:: Written problem ::
Convert everything in the records below, from the line containing "Intersection-audit request. Target: white" down to and including the line containing "(1285, 551)", into a numbered list. Skip blank lines and leave the picture out.

:: Recorded data ::
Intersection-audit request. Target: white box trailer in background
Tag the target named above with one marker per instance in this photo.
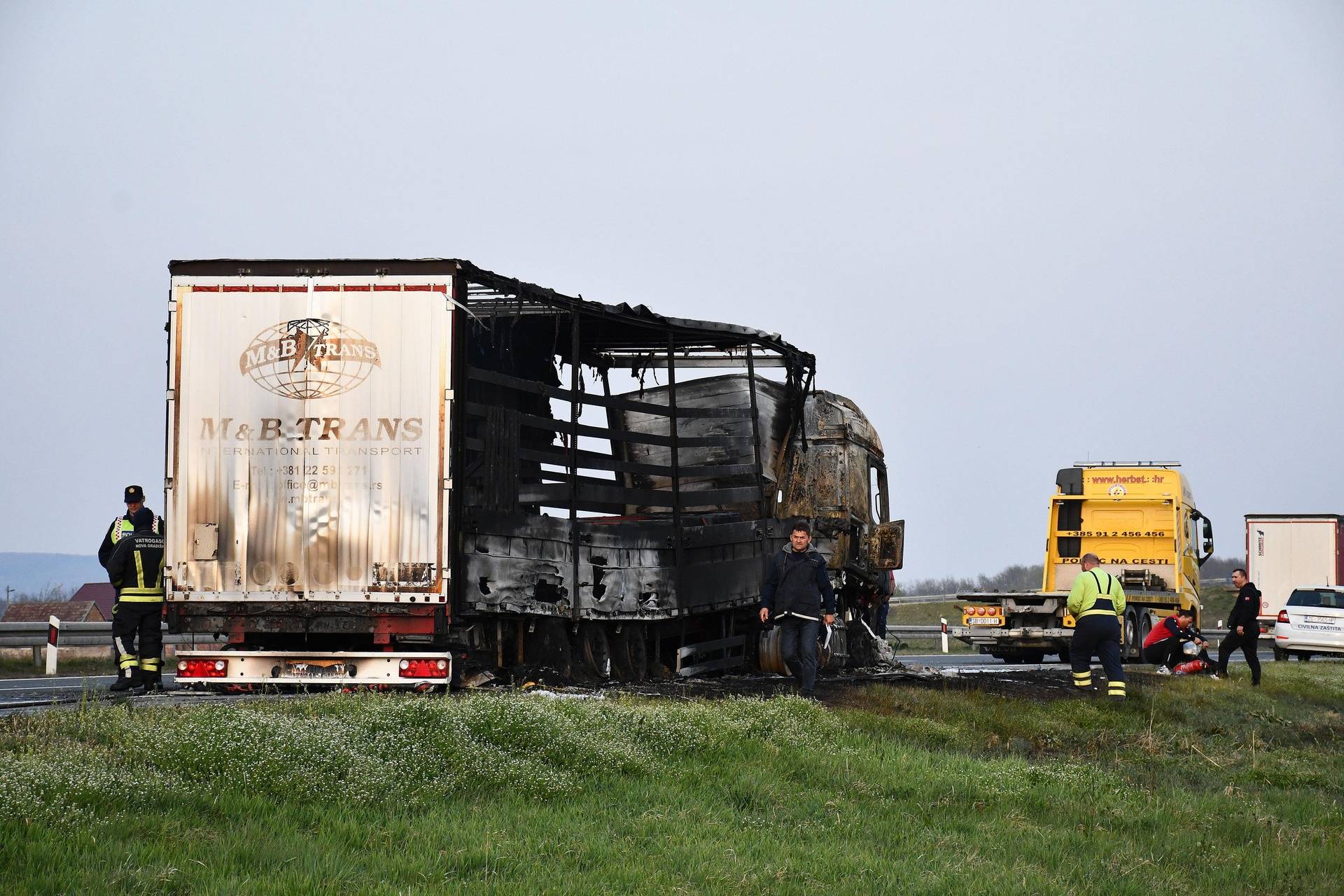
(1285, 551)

--

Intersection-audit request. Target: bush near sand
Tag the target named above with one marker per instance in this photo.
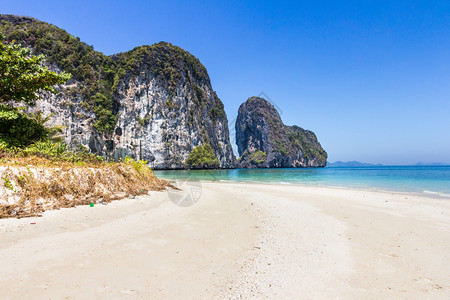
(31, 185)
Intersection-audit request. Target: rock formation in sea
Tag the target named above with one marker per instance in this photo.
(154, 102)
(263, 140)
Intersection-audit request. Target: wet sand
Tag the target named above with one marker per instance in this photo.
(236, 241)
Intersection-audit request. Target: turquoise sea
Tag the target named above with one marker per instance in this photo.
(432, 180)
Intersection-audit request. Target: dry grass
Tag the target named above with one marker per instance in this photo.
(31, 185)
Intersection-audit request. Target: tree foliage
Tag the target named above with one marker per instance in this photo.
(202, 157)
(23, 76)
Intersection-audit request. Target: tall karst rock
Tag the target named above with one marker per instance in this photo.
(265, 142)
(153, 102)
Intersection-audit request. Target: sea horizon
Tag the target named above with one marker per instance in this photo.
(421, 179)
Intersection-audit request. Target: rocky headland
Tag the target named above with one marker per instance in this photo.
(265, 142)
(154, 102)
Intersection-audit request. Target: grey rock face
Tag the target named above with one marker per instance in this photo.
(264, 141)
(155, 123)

:: Exercise answer ::
1. Intersection-audit request. Target: white box trailer in background
2. Tag the target named above with one marker per instance in this photo.
3. (1285, 551)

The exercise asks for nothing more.